===== Exercise passage =====

Ray Harvey of Dunedin asks :-

Do bumble bees make honey, live in hives, sting, and have a queen bee, just like honey bees?

Barry Donovan, an independent entomologist at the Canterbury Agriculture and Science Centre, Lincoln, responded.

Bumble bees make their nests in small dry cavities containing some organic fibrous material which helps separate the nest from the often damp and cold substrate. Abandoned nests of mice and rats are frequently utilised, but places such as dense clumps of dead grass, cavities between bales of hay, and holes in stuffed arms of chairs will also be used. A mature nests consists of hundreds of thimble-sized, upright cocoons and smaller cells, all jumbled together to form a pile up to about 150 mm across and half as high, so the form of the nest is quite different to that of a honey bee colony where the cells are arranged to form precise, waxen combs. Bumble bees can be sometimes induced to make their nests in man-made sites such as wooden boxes, if some fibrous material such as sheeps' wool or old carpet underfelt is folded into the boxes.

=====

**Problem statement:** Copy the bumble bee passage word for word, from "Ray Harvey of" to "Centre, Lincoln, responded.".

===== Source data =====

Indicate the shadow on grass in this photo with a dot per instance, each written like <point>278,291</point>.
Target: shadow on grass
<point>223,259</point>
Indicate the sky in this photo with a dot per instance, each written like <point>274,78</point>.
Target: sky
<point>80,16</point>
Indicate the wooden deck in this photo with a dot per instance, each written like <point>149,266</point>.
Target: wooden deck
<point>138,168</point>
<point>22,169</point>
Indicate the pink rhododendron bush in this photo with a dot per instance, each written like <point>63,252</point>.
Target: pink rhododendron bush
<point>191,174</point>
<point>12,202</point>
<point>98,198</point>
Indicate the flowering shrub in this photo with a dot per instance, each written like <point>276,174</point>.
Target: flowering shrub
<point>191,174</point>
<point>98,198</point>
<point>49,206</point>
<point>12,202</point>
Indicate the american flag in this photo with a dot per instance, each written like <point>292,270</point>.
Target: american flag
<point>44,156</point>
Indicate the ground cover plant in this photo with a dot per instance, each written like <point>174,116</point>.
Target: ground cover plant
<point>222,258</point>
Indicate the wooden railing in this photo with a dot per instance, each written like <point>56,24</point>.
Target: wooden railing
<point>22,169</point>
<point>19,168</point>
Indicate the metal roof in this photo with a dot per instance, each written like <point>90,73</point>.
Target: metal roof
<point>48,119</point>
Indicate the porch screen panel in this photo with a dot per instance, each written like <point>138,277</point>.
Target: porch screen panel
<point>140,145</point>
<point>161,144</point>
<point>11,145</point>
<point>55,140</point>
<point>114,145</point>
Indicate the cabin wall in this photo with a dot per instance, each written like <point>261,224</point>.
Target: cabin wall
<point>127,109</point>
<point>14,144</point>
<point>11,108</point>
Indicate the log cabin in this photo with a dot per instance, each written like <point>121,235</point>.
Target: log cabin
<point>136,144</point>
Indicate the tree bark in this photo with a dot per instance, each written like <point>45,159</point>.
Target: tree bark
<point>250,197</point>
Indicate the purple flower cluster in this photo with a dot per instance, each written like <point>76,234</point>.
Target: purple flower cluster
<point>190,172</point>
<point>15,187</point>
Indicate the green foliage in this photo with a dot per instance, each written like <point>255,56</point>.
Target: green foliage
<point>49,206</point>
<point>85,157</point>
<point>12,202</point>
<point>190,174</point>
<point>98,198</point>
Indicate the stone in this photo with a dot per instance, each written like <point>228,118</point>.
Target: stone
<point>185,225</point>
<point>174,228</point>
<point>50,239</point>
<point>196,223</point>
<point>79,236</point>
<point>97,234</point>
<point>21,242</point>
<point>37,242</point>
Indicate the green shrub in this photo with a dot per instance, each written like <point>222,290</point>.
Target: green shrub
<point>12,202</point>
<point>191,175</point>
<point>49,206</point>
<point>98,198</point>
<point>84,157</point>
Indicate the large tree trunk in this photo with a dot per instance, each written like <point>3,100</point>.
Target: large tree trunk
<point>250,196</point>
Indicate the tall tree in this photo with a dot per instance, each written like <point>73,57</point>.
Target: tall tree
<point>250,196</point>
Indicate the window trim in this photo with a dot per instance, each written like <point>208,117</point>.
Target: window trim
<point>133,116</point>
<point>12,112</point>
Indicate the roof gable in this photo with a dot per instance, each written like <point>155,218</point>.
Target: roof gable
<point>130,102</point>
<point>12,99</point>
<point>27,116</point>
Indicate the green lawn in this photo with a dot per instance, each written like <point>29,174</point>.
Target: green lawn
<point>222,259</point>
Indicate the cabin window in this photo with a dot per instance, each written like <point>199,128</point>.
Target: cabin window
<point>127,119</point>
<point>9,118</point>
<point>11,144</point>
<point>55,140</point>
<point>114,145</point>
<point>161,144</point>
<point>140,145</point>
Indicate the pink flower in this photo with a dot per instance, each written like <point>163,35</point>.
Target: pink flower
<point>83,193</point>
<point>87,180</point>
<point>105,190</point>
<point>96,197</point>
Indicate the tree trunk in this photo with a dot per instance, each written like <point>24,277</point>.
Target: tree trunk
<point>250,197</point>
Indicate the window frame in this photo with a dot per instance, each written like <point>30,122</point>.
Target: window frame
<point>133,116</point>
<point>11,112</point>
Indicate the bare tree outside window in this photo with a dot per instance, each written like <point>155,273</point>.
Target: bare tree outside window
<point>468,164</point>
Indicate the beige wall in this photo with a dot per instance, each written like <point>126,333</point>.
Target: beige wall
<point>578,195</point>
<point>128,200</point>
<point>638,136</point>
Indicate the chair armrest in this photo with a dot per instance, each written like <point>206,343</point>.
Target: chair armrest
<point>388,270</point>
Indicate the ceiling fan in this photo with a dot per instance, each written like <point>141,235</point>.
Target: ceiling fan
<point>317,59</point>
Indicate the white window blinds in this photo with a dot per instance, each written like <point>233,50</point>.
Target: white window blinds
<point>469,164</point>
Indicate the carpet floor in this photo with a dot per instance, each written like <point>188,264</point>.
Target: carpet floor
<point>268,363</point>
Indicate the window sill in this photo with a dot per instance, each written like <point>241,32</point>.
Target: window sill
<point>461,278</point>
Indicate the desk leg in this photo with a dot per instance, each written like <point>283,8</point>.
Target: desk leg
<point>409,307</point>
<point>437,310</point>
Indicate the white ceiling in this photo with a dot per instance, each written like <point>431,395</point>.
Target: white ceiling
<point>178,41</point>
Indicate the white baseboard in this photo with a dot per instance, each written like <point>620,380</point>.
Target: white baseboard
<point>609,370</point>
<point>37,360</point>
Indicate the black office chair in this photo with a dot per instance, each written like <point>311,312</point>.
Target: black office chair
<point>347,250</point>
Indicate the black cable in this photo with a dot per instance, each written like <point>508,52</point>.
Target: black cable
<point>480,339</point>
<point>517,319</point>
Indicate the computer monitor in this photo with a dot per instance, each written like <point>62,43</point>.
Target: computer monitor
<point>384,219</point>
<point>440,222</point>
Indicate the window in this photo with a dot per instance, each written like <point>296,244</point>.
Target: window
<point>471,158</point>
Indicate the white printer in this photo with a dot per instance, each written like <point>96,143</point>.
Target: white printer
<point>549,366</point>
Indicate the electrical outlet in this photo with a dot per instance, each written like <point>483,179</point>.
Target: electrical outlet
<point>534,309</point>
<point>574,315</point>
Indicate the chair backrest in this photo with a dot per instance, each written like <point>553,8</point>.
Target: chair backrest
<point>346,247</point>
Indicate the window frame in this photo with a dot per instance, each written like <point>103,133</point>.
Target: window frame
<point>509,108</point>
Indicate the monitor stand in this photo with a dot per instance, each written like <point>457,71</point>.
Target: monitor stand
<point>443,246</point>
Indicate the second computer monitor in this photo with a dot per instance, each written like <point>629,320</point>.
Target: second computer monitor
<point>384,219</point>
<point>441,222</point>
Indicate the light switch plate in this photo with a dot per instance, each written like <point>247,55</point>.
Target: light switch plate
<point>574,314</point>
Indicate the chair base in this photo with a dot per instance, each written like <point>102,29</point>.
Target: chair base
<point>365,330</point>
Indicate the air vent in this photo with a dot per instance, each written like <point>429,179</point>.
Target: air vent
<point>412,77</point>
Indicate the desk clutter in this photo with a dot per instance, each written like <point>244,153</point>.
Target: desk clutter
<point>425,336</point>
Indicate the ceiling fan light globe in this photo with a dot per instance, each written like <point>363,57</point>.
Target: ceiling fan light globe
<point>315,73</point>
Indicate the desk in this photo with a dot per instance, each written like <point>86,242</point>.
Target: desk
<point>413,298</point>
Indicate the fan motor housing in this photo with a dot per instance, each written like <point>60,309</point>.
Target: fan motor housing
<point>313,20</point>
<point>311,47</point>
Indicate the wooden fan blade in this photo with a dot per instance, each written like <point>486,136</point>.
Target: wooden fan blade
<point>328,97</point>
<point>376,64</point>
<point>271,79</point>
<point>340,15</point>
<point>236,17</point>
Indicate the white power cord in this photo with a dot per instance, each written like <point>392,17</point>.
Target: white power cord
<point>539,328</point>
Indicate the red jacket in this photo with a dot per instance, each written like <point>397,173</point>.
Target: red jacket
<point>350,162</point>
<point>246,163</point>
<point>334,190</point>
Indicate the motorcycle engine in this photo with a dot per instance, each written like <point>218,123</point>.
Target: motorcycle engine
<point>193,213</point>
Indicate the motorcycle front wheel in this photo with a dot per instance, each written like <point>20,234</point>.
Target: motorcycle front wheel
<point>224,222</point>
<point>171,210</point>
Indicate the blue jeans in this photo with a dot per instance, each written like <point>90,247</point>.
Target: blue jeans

=====

**Solution for this task:**
Ray Harvey of Dunedin asks :-

Do bumble bees make honey, live in hives, sting, and have a queen bee, just like honey bees?

Barry Donovan, an independent entomologist at the Canterbury Agriculture and Science Centre, Lincoln, responded.